# Data for review
——————
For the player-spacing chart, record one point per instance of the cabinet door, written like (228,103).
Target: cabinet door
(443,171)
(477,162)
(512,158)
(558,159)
——————
# Exercise instructions
The answer must be a word-for-word restatement of the records.

# Exercise answer
For the player-spacing chart, record one point per instance of the cabinet door, written like (228,103).
Target: cabinet door
(443,171)
(477,162)
(512,158)
(558,159)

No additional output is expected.